TEXT TO READ:
The Saudi-led blockade of Qatar could have packed more of a punch had top Trump fundraiser Elliott Broidy’s courting of crown princes from UAE and Saudi Arabia led to his hoped for $1-billion payoff.

The billion dollars would reportedly have come from the princes in return for Broidy’s effort to turn Trump against Qatar. But after playing up to the princes, according to the conclusion of a long-running investigation by the Associated Press, Broidy failed to change the course of U.S. foreign policy.  

He also failed to get the $1-billion in consulting contracts with Saudi Arabia and the UAE he was alleged to have been promised if successful.

Broidy and his business partner, the by-now famous Lebanese-American George Nader, served themselves up as the princely back-channel to the White House so they could whisper things in Trump’s ear, such as Qatar is a “snake”. Throughout, they made sure political donations were making their way to a White House they hoped would be compliant in the game of bringing down Qatar.

“But documents show the lobbying was intertwined with the pursuit of contracts from the very start, and involved specific political tasks carried out for the crown princes—whose countries are listed as the ‘clients’ for the lobbying campaign in a spreadsheet from Broidy’s company, Circinus LLC,” the AP reported.

LISTED ENTRIES:
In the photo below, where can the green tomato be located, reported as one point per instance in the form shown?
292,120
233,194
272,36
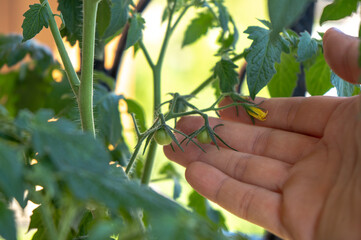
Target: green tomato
180,106
203,137
162,137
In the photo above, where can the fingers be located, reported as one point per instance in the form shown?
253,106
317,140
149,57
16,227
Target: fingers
341,53
273,143
255,170
307,116
251,203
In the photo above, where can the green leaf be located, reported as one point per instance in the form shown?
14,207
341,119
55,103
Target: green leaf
119,17
198,27
223,15
13,50
7,223
201,206
228,77
338,9
103,17
283,13
307,47
11,173
169,171
135,30
35,19
136,108
72,11
285,80
36,222
344,89
264,52
318,77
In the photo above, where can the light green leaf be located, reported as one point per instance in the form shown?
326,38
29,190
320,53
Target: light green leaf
263,54
137,109
227,75
119,17
307,47
318,77
135,30
7,223
338,10
285,80
72,11
35,19
344,89
283,13
198,27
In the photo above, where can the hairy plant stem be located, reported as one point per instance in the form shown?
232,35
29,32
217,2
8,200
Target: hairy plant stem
69,69
86,80
157,69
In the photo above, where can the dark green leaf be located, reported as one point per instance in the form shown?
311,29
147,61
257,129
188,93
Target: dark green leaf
307,47
264,52
283,13
198,27
318,77
11,173
72,11
135,30
32,89
227,75
177,189
119,17
338,10
7,223
103,17
35,19
344,89
12,51
284,81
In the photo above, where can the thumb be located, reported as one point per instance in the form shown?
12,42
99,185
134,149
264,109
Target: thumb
341,53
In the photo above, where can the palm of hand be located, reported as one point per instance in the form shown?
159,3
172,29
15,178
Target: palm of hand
296,174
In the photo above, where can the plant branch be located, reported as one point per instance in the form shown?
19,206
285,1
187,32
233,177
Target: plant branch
146,54
123,39
86,84
70,71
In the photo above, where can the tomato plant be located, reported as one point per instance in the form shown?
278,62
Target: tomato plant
162,137
67,136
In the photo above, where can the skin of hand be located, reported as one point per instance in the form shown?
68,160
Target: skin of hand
298,173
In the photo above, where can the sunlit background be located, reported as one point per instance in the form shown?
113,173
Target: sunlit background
184,68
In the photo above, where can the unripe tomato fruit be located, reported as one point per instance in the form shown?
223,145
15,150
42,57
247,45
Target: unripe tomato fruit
162,137
203,137
180,107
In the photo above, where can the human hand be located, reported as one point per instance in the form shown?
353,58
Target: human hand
297,174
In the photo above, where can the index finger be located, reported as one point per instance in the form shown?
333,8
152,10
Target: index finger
307,116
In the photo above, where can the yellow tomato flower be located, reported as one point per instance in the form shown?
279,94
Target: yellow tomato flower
257,113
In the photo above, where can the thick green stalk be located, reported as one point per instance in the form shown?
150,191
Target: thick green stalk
90,8
157,69
72,76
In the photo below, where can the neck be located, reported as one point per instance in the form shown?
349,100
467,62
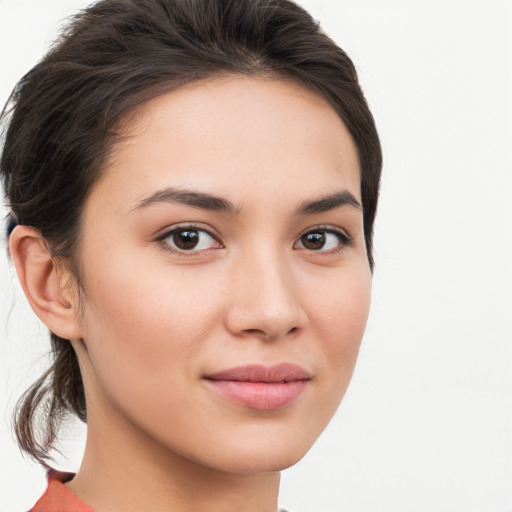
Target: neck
124,470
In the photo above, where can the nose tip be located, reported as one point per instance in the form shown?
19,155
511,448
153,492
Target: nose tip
266,304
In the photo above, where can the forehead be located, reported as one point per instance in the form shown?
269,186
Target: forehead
239,136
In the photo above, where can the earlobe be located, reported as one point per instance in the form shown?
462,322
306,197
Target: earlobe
43,283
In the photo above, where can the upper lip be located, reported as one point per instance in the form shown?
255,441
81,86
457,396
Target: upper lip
284,372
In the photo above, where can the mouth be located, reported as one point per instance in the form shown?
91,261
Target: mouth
260,387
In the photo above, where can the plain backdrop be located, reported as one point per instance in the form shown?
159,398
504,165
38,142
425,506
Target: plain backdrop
426,425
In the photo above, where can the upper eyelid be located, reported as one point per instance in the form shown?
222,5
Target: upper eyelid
163,233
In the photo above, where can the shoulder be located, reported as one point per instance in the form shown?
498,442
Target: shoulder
57,497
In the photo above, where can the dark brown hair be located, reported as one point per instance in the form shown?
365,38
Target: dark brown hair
60,126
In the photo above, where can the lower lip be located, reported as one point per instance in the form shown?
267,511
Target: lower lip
259,395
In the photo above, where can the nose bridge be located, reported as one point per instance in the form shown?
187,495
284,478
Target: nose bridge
266,299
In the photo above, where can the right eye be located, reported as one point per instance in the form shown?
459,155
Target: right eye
189,239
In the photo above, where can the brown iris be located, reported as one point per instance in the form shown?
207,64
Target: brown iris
185,239
313,241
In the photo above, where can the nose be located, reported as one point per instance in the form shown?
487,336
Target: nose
264,299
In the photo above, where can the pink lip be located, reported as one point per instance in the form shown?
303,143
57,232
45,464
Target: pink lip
261,387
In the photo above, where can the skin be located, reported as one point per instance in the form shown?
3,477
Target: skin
152,322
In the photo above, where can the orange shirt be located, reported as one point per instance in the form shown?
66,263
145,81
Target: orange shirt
58,498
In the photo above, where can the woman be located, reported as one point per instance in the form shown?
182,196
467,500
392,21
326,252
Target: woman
193,186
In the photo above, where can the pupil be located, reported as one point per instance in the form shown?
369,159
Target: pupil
313,240
186,239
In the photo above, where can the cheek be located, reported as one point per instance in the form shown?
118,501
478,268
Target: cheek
338,314
146,317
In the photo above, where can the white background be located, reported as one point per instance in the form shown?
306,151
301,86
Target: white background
427,422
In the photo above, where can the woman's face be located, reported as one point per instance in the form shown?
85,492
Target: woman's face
226,280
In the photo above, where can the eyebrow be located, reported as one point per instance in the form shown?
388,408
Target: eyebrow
190,198
214,203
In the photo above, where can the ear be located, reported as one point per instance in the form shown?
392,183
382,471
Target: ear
44,283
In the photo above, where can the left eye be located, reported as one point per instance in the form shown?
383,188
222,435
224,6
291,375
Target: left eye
322,241
189,239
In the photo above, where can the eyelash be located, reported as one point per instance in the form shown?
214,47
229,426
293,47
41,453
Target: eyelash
345,240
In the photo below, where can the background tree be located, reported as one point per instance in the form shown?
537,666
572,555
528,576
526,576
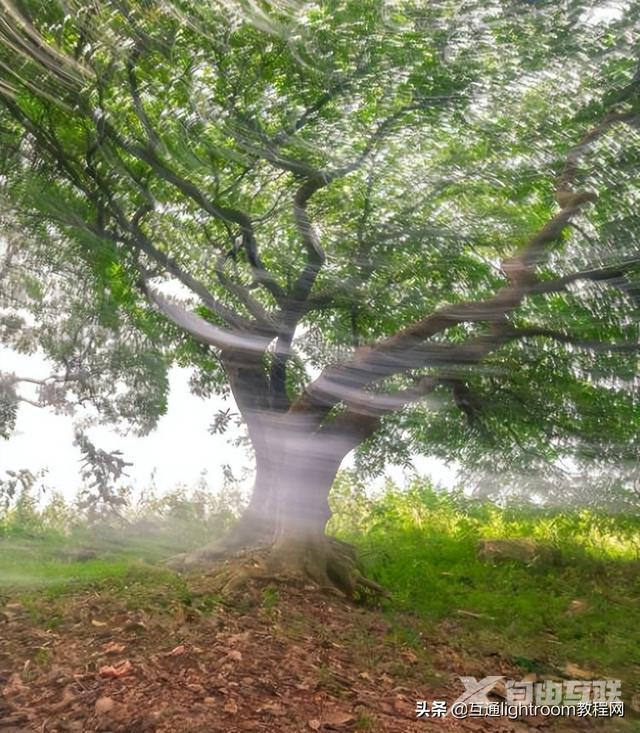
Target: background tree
386,226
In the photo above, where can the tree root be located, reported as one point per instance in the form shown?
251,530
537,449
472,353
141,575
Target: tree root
325,563
240,541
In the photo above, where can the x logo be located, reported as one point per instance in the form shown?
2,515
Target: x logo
477,692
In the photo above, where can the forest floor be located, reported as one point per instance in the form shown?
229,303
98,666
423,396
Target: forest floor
143,649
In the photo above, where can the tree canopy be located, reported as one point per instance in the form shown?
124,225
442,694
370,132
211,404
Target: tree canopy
415,220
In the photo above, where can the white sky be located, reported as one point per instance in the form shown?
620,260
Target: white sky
178,451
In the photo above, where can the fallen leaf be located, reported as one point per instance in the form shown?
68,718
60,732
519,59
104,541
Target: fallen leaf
230,707
577,606
104,705
112,647
119,670
338,718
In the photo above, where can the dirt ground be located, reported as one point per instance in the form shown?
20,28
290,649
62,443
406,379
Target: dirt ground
286,660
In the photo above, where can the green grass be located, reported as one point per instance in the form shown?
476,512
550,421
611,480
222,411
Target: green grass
422,545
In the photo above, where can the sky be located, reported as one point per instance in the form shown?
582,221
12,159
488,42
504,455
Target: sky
176,452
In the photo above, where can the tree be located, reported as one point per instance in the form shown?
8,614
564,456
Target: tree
384,226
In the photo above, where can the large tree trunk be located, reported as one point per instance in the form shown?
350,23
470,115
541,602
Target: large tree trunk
282,532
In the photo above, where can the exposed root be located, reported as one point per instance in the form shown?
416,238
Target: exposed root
325,563
239,542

REQUIRED TASKS:
1. Answer these from the text on Elliott Broidy's lobbying:
(a) Which news organization carried out the long-running investigation?
(b) Who is named as Broidy's business partner?
(c) What is the name of Broidy's company that produced the spreadsheet?
2. Output the stretch of the text on Elliott Broidy's lobbying from "Broidy and his" through "bringing down Qatar.", word for word.
The material above stands apart from the text on Elliott Broidy's lobbying.

RESULTS FOR EACH TASK:
1.
(a) The Associated Press
(b) George Nader
(c) Circinus LLC

2.
Broidy and his business partner, the by-now famous Lebanese-American George Nader, served themselves up as the princely back-channel to the White House so they could whisper things in Trump’s ear, such as Qatar is a “snake”. Throughout, they made sure political donations were making their way to a White House they hoped would be compliant in the game of bringing down Qatar.